Stated task
Duplicate the lines of the material below, from the line containing "form [308, 6]." through the line containing "Query: man's shoulder", with both of those lines included and every character unchanged.

Input records
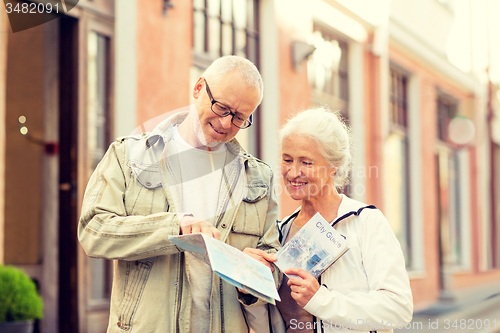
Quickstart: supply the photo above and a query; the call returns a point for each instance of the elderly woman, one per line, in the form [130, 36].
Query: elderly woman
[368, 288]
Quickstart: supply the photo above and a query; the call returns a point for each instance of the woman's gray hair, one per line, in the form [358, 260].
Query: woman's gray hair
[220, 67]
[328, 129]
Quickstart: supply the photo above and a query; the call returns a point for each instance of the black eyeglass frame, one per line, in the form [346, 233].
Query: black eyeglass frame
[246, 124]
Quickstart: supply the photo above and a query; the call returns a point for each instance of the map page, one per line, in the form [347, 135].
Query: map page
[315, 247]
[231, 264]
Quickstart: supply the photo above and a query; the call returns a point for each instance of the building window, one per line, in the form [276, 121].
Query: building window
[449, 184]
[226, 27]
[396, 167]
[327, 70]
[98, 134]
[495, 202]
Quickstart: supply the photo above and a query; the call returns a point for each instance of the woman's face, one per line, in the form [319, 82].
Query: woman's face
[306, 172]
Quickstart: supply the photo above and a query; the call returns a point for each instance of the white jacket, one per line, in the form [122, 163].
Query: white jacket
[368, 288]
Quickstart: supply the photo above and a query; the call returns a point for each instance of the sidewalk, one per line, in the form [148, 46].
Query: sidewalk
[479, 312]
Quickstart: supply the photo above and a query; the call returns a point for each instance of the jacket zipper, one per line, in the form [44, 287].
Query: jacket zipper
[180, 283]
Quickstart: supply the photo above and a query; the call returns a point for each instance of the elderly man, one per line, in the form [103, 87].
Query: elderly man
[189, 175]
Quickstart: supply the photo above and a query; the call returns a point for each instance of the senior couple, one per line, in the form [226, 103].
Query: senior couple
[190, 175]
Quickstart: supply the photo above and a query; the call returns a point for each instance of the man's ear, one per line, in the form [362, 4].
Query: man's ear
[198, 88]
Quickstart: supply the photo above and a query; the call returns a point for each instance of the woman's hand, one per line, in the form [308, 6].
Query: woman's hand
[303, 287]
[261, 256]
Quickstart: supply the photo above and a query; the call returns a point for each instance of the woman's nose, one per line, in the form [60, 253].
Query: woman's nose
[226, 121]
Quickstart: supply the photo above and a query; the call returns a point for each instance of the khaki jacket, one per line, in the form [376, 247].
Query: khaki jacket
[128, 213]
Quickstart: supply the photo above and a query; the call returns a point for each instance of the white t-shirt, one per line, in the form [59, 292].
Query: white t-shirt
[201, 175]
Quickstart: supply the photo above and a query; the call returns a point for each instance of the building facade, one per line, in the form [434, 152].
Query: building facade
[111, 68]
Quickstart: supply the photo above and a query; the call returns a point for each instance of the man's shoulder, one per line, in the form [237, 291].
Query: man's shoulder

* * *

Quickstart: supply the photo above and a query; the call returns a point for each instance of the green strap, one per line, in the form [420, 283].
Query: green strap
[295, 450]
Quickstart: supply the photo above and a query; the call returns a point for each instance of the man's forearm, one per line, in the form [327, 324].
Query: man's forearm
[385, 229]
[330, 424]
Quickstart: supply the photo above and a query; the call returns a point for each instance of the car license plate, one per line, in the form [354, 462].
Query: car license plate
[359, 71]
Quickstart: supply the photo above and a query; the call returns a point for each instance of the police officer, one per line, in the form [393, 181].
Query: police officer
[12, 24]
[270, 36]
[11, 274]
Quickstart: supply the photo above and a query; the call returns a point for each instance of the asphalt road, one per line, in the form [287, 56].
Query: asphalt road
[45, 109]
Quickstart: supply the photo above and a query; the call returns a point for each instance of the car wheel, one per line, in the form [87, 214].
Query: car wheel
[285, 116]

Response to this exercise
Quickstart: supply the photo above and a query; the call returns a point for each instance of the woman's hand, one per line, in the form [308, 6].
Query: woman's hand
[303, 287]
[261, 256]
Quickstart: supply the photo above and a query; the call returns a point for each instance of the woman's nose, one per line, in the form [60, 253].
Query: woman's nose
[226, 121]
Quickstart: supply the photo above and a query; the call returns a point for each instance of the khaki jacket, one per line, in the form [376, 247].
Query: khaki jacket
[128, 213]
Quickstart: supply the photo above and a query; the call returns a point for each instance of the white t-shirt, one per line, in the form [59, 292].
Query: white t-shirt
[201, 175]
Quickstart: supply the photo above and a query; the call returns a point for each instance of the building facade, one per line, in the form [434, 152].
Query: building facade
[111, 68]
Quickstart: supply the photo above and a query; the call returns a point for each instance of the man's shoulder, one per line, in the form [237, 291].
Query: man's shoulder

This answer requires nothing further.